Quote every line of the listing below word for word, leaving out the pictures.

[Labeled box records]

########################################

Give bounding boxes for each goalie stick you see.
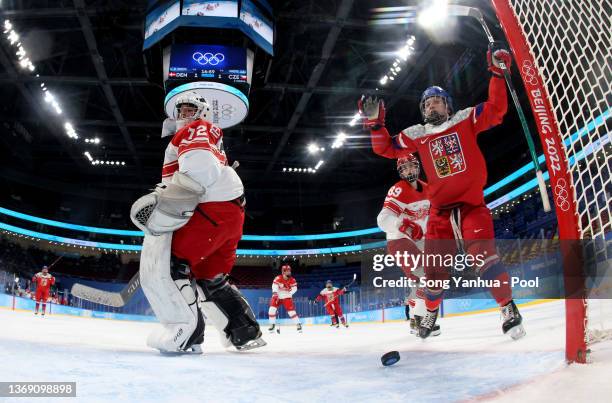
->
[448,5,551,213]
[70,272,140,308]
[323,273,357,307]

########################################

◆ RESPONSE ◆
Give bounding boxes for each goalie stick you see.
->
[448,5,551,213]
[70,272,140,308]
[323,273,357,307]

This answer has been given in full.